Write every line below out again exactly, images omitted.

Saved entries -

»»

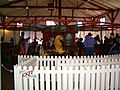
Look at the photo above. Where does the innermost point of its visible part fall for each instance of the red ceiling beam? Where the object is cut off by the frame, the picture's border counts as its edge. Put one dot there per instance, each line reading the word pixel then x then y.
pixel 18 6
pixel 48 16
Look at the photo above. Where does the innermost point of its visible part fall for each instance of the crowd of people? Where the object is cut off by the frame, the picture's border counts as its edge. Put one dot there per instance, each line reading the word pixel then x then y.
pixel 85 46
pixel 96 46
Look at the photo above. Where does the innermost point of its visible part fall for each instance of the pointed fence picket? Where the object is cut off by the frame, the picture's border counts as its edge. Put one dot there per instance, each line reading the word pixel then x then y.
pixel 67 78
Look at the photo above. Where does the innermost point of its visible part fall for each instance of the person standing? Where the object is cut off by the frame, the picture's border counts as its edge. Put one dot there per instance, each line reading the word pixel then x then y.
pixel 80 46
pixel 89 44
pixel 114 45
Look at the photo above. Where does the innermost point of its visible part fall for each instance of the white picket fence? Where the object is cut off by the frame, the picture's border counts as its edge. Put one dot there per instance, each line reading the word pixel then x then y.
pixel 68 61
pixel 67 78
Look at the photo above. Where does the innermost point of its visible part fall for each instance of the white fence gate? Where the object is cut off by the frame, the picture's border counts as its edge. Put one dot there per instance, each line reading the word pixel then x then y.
pixel 67 78
pixel 68 61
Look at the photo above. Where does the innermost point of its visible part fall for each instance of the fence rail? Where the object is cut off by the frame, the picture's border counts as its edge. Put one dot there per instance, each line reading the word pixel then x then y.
pixel 67 78
pixel 68 60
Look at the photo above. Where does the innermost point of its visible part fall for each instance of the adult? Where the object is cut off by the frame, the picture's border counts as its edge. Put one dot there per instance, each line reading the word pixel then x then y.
pixel 22 44
pixel 80 46
pixel 89 43
pixel 114 44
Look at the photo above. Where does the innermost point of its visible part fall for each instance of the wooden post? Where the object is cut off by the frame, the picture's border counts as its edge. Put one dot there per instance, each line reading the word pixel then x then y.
pixel 0 67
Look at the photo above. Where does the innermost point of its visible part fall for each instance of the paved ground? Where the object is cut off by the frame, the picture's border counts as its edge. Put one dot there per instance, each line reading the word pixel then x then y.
pixel 7 79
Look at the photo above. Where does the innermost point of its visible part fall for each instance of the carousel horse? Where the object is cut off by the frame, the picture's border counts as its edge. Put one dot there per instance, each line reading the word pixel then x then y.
pixel 59 44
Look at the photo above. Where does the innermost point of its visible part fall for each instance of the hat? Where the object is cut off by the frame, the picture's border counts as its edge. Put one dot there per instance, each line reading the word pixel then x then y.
pixel 89 34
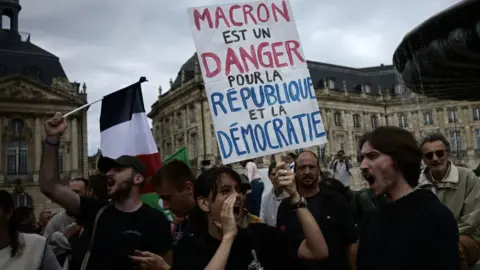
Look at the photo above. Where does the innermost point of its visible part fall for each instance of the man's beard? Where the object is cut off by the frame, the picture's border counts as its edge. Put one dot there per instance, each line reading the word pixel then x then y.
pixel 123 190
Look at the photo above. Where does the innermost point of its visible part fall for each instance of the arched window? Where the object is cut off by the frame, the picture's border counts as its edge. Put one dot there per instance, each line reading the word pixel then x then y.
pixel 403 121
pixel 356 121
pixel 168 148
pixel 179 119
pixel 368 88
pixel 166 127
pixel 337 119
pixel 6 18
pixel 17 158
pixel 192 114
pixel 194 145
pixel 374 120
pixel 17 126
pixel 331 83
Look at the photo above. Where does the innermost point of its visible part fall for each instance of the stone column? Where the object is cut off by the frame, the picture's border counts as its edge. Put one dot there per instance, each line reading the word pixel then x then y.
pixel 74 144
pixel 2 151
pixel 366 125
pixel 38 148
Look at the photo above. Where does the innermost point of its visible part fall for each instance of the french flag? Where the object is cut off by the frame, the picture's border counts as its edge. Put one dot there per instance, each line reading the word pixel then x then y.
pixel 124 129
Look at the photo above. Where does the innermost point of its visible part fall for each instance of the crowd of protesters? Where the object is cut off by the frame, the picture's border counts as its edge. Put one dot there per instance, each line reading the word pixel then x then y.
pixel 420 211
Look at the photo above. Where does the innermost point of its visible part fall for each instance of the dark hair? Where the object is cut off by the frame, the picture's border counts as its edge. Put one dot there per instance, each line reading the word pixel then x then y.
pixel 6 204
pixel 244 162
pixel 83 180
pixel 176 172
pixel 272 166
pixel 205 186
pixel 336 186
pixel 98 183
pixel 401 146
pixel 433 137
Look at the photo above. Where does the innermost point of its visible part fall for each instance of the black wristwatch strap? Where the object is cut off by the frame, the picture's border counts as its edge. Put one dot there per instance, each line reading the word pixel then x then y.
pixel 302 203
pixel 48 142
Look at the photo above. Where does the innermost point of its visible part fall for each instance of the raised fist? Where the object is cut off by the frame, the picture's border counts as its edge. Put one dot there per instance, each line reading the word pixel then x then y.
pixel 55 126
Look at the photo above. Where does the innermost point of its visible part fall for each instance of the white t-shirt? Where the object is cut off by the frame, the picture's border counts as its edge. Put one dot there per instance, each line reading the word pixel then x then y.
pixel 341 173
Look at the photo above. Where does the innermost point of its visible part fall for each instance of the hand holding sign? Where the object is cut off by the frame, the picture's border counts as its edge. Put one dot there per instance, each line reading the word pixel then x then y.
pixel 286 181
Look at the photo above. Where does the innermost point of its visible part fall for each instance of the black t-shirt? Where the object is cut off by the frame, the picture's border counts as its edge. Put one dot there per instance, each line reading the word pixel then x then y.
pixel 335 218
pixel 257 246
pixel 415 232
pixel 180 230
pixel 119 234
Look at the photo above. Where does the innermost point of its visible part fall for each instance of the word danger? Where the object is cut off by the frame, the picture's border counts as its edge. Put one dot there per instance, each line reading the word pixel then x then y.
pixel 240 14
pixel 265 55
pixel 255 138
pixel 261 96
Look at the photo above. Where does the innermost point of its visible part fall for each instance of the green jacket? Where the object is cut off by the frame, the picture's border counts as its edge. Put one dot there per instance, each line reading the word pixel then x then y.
pixel 460 192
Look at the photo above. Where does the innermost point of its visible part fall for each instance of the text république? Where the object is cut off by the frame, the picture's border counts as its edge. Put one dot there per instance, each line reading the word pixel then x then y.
pixel 261 96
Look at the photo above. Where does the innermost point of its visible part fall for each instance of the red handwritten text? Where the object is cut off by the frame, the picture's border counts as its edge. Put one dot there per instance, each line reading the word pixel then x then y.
pixel 248 14
pixel 265 55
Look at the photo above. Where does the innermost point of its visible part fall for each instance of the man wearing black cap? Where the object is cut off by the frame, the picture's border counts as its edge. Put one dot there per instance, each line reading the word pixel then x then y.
pixel 123 228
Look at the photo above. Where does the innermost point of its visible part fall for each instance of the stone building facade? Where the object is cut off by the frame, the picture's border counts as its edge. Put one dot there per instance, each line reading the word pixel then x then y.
pixel 33 86
pixel 352 101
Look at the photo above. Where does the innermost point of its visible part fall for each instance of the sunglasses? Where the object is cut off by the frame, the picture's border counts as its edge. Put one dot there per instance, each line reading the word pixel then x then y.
pixel 438 153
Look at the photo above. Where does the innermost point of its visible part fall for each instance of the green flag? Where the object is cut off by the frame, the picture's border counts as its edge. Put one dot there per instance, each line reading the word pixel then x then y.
pixel 181 154
pixel 152 200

««

Finished exercise -
Look at the photo above. Where does the innermost point of its visible part fall for each instance of the red ceiling beam? Where the object is cut off by the frame, the picture's border counts as its edge. Put one dot there per instance, each line reading the word pixel then x then y.
pixel 18 6
pixel 48 16
Look at the photo above. Where does the innermost point of its visible part fall for each instance of the crowd of people? Where the object is cut off by the frame, the picture's border counts as its edge. Put one dot there per instance, each line reading the word pixel then x then y.
pixel 85 46
pixel 96 46
Look at the photo above. Where does the innermost point of its visible part fall for each instance of the pointed fence picket? Where the object is cut off by the frame, the picture's border counts as its edge. Put one dot there per instance, each line reading the word pixel then x then y.
pixel 67 78
Look at the photo above. Where does the innermost point of its visible part fall for each instance of the person standing? Where the object is cut off by the frame, the picture's border counts as its edge. Put one dot there per instance, each line reading the word pixel then x then y.
pixel 80 46
pixel 89 44
pixel 114 45
Look at the photo above. Where does the innermost point of its visible part fall for each instance of the white picket fence? Where the object is cut off by the frame, the picture's border counts as its edge. Put one dot there per instance, each line reading the word pixel then x then y.
pixel 68 61
pixel 67 78
Look at the photo above. Where does the innermost point of its visible part fall for each instance of the white fence gate? Where the object is cut off by the frame, the picture's border counts as its edge. Put one dot there per instance, each line reading the word pixel then x then y.
pixel 67 78
pixel 68 61
Look at the photo above. Where does the innermost point of its visible part fall for each instance of the fence rail? Where the object is cut off by the frame, the picture's border counts as its edge. Put one dot there per instance, each line reading the word pixel then x then y.
pixel 67 78
pixel 68 60
Look at the photo above. Where does the innermost point of its visible part fall for each instance of the adult? Where the object is cut off by the frame, the picture's border counts as its edge. Put one dot there per instance, each line reading the word pixel then x then y.
pixel 22 44
pixel 80 46
pixel 89 43
pixel 114 44
Look at the photo above. Where does the innermost point of its visible part fall for each instance of the wooden post? Where the object is cut off by the frame, the picture's border counts as its edge. Put one dot there per instance, each line reading the word pixel then x then y.
pixel 0 67
Look at the photo above. Where does the innermost point of its visible part fall for each instance of the paved ground? Where the object is cut off by the frame, the picture's border counts as its edge. Put one dot there per instance, each line reading the word pixel then x then y.
pixel 7 79
Look at the photo above. Where does the innermost point of its visible part fall for each instance of the carousel horse? Where the object is cut off by the frame, the picture's border counts as its edge. Put one dot there per instance, each line reading the word pixel then x then y.
pixel 59 44
Look at the photo above. Where does the innermost point of its visible part fall for each instance of the hat? Where the object is cut off by the frame, the picture's border counts as its edge. Put one dot there per instance, each line reading the word pixel then x then y.
pixel 89 34
Look at the photo above. Where does the innermost point of its visible part fall for each instance of the man's beard? Where the object is cut off by the frame, the picture's border counts as its edge. Put one dot there per instance, each line reading the word pixel then x then y.
pixel 123 190
Look at the photo above. Where does the innermost point of its visible part fall for each instance of the arched window? Where the object is cut off by the frame, the picture's border counts as its edge. Put one dot there per instance, each line reading the word pixel then x then y.
pixel 403 121
pixel 356 121
pixel 168 148
pixel 179 119
pixel 368 88
pixel 166 127
pixel 337 119
pixel 6 18
pixel 17 158
pixel 192 114
pixel 194 145
pixel 374 120
pixel 17 126
pixel 331 83
Look at the photo above. Where does the innermost point of its visible part fall for each instance of the stone column? Where the object is cut off by the frame, the picture's border counts as its edge. Put one dot there per instance, each line reading the word pixel then x then y.
pixel 74 144
pixel 2 151
pixel 366 125
pixel 38 148
Look at the photo above. Where does the innermost point of its visible part fall for each instance of the french flag? Where the object is cut off by the frame, the picture's border counts as its edge. Put one dot there per instance, each line reading the word pixel then x then y.
pixel 124 129
Look at the photo above. Where does the innermost point of its visible part fall for each instance of the crowd of protesters? Where the object is cut off by the frame, the picture's border counts as its edge. Put one dot there per instance, each line reading the word pixel then x then y.
pixel 420 211
Look at the photo above. Where does the innermost point of its visible part fall for each instance of the dark hair? Where the object is cut off by the frame, the picture's border counts as its edge. Put one dot there per instance, each line reading the word pixel then x then y.
pixel 6 204
pixel 244 162
pixel 83 180
pixel 176 172
pixel 272 166
pixel 205 186
pixel 336 186
pixel 98 183
pixel 401 146
pixel 433 137
Look at the photo above. Where does the innermost point of its visible part fall for each instance of the black wristwatch strap? Where the object is cut off by the frame, the picture's border counts as its edge. Put one dot there per instance, each line reading the word pixel then x then y.
pixel 302 203
pixel 48 142
Look at the photo above. Where does the innermost point of its visible part fall for each instance of the raised fist? Where the object is cut off by the frame, the picture's border counts as its edge. Put one dot there per instance, each line reading the word pixel then x then y.
pixel 55 126
Look at the photo above. Where does the innermost point of its visible part fall for each instance of the white t-shirt? Where the object is cut off by the frame, the picture's border counts as its edge. Put one dot there per instance, each line reading the word pixel then x then y.
pixel 341 173
Look at the photo above. Where does the innermost point of its visible part fall for each instance of the hand holding sign? Where the object is cut off by the frame, the picture's border counts as its edge. Put one dot there per instance, each line reading the word pixel then x then y.
pixel 286 181
Look at the photo above. Where does the innermost point of its visible part fall for each instance of the black t-shirt? Where the object is cut off by the frame, the picture's border counts as its edge. Put one dot there per instance, each line reading the word pixel then x then y.
pixel 335 218
pixel 257 246
pixel 415 232
pixel 180 230
pixel 119 234
Look at the photo above. Where does the innermost point of its visible part fall for each instance of the word danger? Where the object is cut off by the frame, the picture's border counts as its edge. Put one dot there per instance, each line reading the word pixel then x then y.
pixel 240 14
pixel 265 55
pixel 255 138
pixel 261 96
Look at the photo above. Where does the innermost point of its visible part fall for each instance of the green jacket? Where the object is cut off by the frame, the picture's border counts as its edge. Put one dot there per instance, each line reading the word pixel then x then y.
pixel 460 192
Look at the photo above. Where does the innermost point of its visible part fall for each instance of the text république? Where the object is cut off by the frame, the picture's border counts as its edge. Put one dot there per instance, each line reading the word pixel then x then y.
pixel 261 96
Look at the photo above. Where does the innermost point of its visible part fall for each instance of the red handwritten text? Where the object is cut off by the frame, the picture's border counts as its edge. Put one dot there per instance, each line reading the word pixel then x then y.
pixel 248 14
pixel 265 55
Look at the photo above. Where does the innermost point of its visible part fall for each instance of the man wearing black cap? Where the object is cut off by the frame, the picture's border counts as its edge. Put one dot there per instance, each line reading the word pixel then x then y.
pixel 123 228
Look at the photo above. Where does the innermost point of its visible part fall for each instance of the stone building facade? Where the object is cut off by the frame, the picture's border counts as its edge. Put one dot there per instance, each line reading the word pixel then x then y.
pixel 33 86
pixel 352 101
Look at the photo above. Where does the innermost point of its visible part fall for each instance of the sunglasses? Where the object is cut off by the frame, the picture's border counts as its edge. Put one dot there per instance, each line reading the word pixel then x then y.
pixel 438 153
Look at the photo above. Where does the innermost point of its visible part fall for each instance of the green flag? Where the object is cut off by the frame, the picture's border counts as its edge. Put one dot there per instance, each line reading the word pixel then x then y.
pixel 181 154
pixel 152 200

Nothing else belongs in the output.